> _ARBEITSANWEISUNGEN_
A: Beantworte anhand des Textauszugs die folgenden Fragen:
(i) Welcher Wahlkreis wird für Rita Schwarzelühr-Sutter genannt?
(ii) Welches Gebiet wird als Beispiel für gemeinsame Gartenanlagen im Freien angeführt?
(iii) Wie weit müssten Eltern ihre Schüler laut dem Leser über die deutsche Seite von Jestetten nach Singen bringen?
B: Kopiere aus dem Textauszug wortgetreu den Abschnitt, der mit „Kein Schülertransfer möglich“ beginnt und sich bis einschließlich „dem SÜDKURIER schreibt.“ fortsetzt.

> _TEXTAUSZUG_
• • • •

Kein Schülertransfer möglich

Ähnlich lauten die Bitten der SPD-Bundestagsabgeordneten Rita Schwarzelühr-Sutter (Wahlkreis Waldshut). Sie fordert „pragmatische Lösungen“ in der Grenzregion. „Wir leben in einer Grenzregion, in der die grenzüberschreitende Zusammenarbeit nicht nur gefordert, sondern auch seit jeher auch gelebt wird“, betont sie.

Sie könne nicht nachvollziehen, warum nicht einmal ein „Schülertransport von Jestetten nach Singen direkt durch die Schweiz oder keine Nutzung gemeinsamer Gartenanlagen im Freien wie im Tägermoos-Gebiet im Konstanzer Grenzgebiet gestattet sind“, betont sie. Transitfahrten sind untersagt, direkte Bahnverbindungen gibt es nicht mehr. Eltern wären gezwungen, ihre Schüler, wenn die Schulen wieder öffnen, über 70 Kilometer über die deutsche Seite von Jestetten nach Singen zu bringen, wie ein Leser dem SÜDKURIER schreibt.

• • • •

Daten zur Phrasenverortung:
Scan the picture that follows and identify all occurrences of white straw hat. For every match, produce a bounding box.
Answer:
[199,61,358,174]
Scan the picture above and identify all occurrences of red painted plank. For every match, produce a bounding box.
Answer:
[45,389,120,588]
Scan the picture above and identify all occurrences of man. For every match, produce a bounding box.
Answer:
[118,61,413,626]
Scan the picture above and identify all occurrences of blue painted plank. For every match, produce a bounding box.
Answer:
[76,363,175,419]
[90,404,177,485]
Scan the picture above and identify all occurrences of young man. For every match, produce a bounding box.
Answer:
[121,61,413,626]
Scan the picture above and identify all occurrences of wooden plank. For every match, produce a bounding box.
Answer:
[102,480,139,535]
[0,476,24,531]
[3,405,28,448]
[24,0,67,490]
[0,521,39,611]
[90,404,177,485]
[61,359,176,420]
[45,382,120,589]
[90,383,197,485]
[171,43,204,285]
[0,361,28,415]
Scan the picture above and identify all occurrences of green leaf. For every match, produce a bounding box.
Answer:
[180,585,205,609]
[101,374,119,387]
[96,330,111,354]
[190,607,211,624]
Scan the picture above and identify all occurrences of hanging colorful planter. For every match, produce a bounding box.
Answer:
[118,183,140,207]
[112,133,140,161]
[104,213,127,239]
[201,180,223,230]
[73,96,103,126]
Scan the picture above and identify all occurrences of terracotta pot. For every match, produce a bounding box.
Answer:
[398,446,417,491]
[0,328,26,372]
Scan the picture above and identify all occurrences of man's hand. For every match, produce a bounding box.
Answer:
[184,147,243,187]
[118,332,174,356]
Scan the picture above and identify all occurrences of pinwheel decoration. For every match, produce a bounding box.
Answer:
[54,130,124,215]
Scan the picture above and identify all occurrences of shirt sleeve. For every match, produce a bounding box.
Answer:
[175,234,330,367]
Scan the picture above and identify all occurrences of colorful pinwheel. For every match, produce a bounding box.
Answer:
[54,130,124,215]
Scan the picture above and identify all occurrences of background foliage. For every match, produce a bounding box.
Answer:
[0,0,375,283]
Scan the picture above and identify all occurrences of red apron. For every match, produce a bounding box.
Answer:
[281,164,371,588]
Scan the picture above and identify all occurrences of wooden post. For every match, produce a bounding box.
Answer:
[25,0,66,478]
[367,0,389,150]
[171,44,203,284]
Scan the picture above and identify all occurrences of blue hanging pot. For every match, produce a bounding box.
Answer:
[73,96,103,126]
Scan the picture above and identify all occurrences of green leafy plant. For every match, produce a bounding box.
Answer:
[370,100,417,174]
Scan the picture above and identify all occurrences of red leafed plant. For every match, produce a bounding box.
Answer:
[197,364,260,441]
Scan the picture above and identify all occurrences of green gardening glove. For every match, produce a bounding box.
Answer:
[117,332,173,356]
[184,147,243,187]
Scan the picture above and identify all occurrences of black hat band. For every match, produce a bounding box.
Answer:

• • • •

> _LÖSUNGEN_
A:
(i) Waldshut
(ii) Das Tägermoos-Gebiet im Konstanzer Grenzgebiet
(iii) Über 70 Kilometer

B:
Kein Schülertransfer möglich

Ähnlich lauten die Bitten der SPD-Bundestagsabgeordneten Rita Schwarzelühr-Sutter (Wahlkreis Waldshut). Sie fordert „pragmatische Lösungen“ in der Grenzregion. „Wir leben in einer Grenzregion, in der die grenzüberschreitende Zusammenarbeit nicht nur gefordert, sondern auch seit jeher auch gelebt wird“, betont sie.

Sie könne nicht nachvollziehen, warum nicht einmal ein „Schülertransport von Jestetten nach Singen direkt durch die Schweiz oder keine Nutzung gemeinsamer Gartenanlagen im Freien wie im Tägermoos-Gebiet im Konstanzer Grenzgebiet gestattet sind“, betont sie. Transitfahrten sind untersagt, direkte Bahnverbindungen gibt es nicht mehr. Eltern wären gezwungen, ihre Schüler, wenn die Schulen wieder öffnen, über 70 Kilometer über die deutsche Seite von Jestetten nach Singen zu bringen, wie ein Leser dem SÜDKURIER schreibt.